── Records for this task ──

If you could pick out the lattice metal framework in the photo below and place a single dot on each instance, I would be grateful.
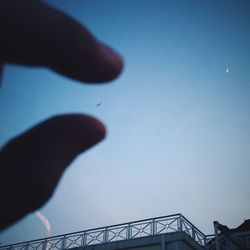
(126, 231)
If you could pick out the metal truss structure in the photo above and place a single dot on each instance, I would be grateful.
(126, 231)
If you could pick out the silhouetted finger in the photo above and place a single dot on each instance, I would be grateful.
(31, 164)
(38, 35)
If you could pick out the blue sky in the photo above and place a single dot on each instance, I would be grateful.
(178, 121)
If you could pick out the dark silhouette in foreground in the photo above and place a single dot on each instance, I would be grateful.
(35, 34)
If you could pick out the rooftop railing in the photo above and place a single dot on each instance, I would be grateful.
(125, 231)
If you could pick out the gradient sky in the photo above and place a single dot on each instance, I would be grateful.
(178, 117)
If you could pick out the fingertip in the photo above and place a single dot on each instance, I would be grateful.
(113, 60)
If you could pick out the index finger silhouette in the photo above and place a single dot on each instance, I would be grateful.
(33, 163)
(36, 34)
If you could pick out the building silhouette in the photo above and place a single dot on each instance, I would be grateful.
(173, 232)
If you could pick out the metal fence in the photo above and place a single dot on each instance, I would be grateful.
(125, 231)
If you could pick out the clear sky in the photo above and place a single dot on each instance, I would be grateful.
(178, 117)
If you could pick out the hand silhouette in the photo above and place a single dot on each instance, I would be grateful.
(35, 34)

───

Return all of the records above word for word, leaving the picture out of your answer.

If you could pick out the lattice metal framework in the photo below and place a single dot on each instance, I would be grateful.
(126, 231)
If you could pick out the metal truss structure in the photo above and place a single dot on each instance, I would be grateful.
(126, 231)
If you could pick out the silhouetted finger in the photo above and place a single dot on each instance, I would be grateful.
(31, 164)
(38, 35)
If you could pick out the blue sky in the photo above and place a single dot on each instance, I would be grateful.
(178, 121)
If you could pick out the dark silhouette in foreground in the photo above and place a single dot on each instance, I would be grateful.
(35, 34)
If you could pick out the rooftop railing in the photo above and place a single dot on each instance, I would be grateful.
(125, 231)
If you could pick out the gradient sky in the photo above and place a single dot on each instance, I would be grateful.
(178, 117)
If you could pick out the fingertip in the photo above and place a single dot on each instance, I would be grateful.
(113, 60)
If you could pick out the index finger silhouette in the photo above and place a single dot on each instance, I would be grateful.
(33, 163)
(36, 34)
If you could pick out the building silhouette in the photo above and place a single dot on each instance, I would be grateful.
(173, 232)
If you could pick out the metal fence in the photo above and place a single dot on each instance, I would be grateful.
(125, 231)
If you could pick out the clear sky in the photo above and place a single dot on each instance, I would be grateful.
(178, 117)
If you could pick out the hand silhouette in the photo above and place a single dot on each instance, I would be grateful.
(35, 34)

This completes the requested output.